Exercise prompt: Reproduce the item lines below word for word, starting at the line that contains "written like <point>268,255</point>." and ending at the line that contains "<point>1255,818</point>", with both of those lines included.

Extracted records:

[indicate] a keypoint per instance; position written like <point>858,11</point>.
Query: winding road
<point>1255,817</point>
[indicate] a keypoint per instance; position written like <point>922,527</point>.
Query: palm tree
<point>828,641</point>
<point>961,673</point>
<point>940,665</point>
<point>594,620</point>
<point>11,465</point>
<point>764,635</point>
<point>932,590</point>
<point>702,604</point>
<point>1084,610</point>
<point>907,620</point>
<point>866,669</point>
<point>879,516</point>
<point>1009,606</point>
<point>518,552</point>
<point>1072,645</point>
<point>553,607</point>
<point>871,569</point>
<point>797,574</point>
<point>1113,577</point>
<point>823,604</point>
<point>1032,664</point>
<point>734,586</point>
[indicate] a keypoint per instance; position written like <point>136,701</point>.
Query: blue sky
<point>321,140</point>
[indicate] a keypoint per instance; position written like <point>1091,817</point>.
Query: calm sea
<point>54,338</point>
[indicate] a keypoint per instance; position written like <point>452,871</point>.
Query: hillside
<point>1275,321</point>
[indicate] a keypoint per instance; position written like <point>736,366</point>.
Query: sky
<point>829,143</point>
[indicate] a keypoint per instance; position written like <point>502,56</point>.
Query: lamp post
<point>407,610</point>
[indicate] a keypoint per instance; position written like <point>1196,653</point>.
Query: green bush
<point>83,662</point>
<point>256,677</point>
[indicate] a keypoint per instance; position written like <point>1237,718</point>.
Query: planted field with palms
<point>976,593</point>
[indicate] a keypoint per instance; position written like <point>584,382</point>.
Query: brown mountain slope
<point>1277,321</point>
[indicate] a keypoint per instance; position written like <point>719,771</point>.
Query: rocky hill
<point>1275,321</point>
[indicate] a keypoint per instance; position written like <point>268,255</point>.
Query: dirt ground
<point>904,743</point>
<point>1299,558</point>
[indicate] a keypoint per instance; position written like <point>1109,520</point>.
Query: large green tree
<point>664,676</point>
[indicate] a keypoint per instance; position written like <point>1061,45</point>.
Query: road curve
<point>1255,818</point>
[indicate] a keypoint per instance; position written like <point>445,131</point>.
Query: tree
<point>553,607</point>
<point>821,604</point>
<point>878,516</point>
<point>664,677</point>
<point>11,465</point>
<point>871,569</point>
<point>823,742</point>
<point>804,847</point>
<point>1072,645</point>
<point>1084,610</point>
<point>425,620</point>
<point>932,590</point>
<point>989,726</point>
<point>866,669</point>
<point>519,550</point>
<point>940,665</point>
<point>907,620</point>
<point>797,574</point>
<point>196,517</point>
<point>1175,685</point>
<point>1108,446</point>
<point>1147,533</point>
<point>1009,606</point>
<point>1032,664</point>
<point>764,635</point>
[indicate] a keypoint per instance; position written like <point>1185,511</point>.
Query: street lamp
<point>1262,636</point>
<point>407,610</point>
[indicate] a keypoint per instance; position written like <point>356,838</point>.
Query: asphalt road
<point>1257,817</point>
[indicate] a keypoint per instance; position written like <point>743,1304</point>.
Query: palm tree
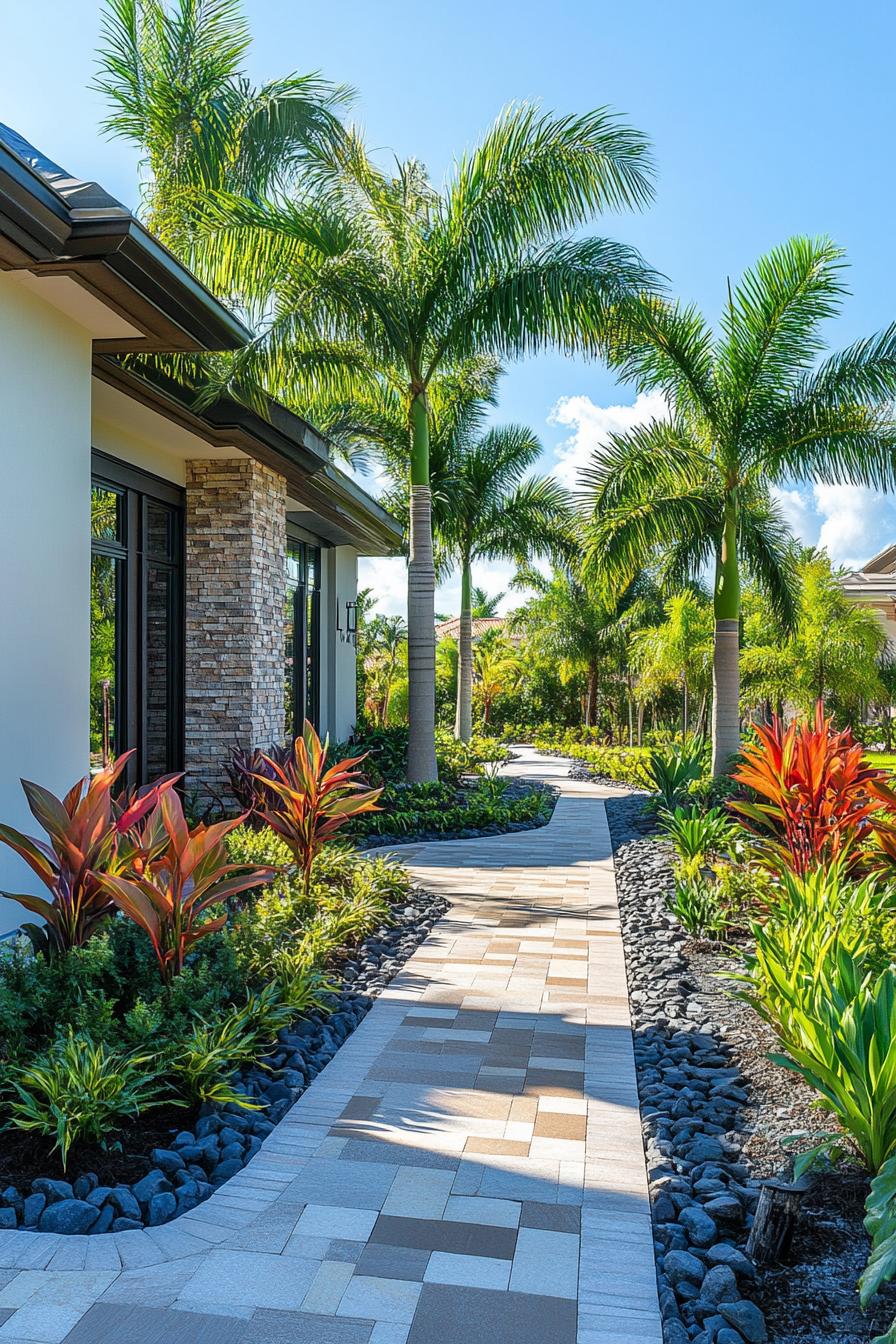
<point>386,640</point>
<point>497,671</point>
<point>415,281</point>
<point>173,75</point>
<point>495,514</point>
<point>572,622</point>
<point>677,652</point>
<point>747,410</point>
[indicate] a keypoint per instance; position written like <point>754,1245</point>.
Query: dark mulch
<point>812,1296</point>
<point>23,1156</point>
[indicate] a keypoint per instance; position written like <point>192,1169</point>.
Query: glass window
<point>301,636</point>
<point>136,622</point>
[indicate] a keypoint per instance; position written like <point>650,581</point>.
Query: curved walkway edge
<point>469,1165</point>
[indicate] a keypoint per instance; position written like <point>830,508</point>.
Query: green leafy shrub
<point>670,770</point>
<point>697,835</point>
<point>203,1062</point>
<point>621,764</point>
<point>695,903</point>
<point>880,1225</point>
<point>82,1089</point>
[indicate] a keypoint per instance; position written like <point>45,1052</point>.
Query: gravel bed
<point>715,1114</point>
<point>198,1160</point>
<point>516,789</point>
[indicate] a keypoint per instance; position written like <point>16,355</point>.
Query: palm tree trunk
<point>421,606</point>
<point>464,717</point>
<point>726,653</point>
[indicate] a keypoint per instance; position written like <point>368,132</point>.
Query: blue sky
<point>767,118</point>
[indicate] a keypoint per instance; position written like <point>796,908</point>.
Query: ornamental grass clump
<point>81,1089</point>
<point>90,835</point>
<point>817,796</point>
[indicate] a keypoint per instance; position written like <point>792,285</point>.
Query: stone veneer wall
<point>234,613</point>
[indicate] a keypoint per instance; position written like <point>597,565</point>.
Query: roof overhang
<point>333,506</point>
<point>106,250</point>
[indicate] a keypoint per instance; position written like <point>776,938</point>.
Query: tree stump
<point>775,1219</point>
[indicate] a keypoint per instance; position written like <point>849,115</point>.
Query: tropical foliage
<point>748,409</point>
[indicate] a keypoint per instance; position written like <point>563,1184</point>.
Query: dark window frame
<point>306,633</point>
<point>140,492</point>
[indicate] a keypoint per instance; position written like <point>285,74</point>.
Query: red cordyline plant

Correct response:
[indicate] a keypoint per instance; position written like <point>268,255</point>.
Query: dirt ground
<point>904,743</point>
<point>1299,558</point>
[indicate] a keypoint per instance; position written like <point>1109,520</point>.
Query: large green tree
<point>664,676</point>
[indicate] a keypoint per instance; position written like <point>1061,45</point>.
Query: road curve
<point>1255,818</point>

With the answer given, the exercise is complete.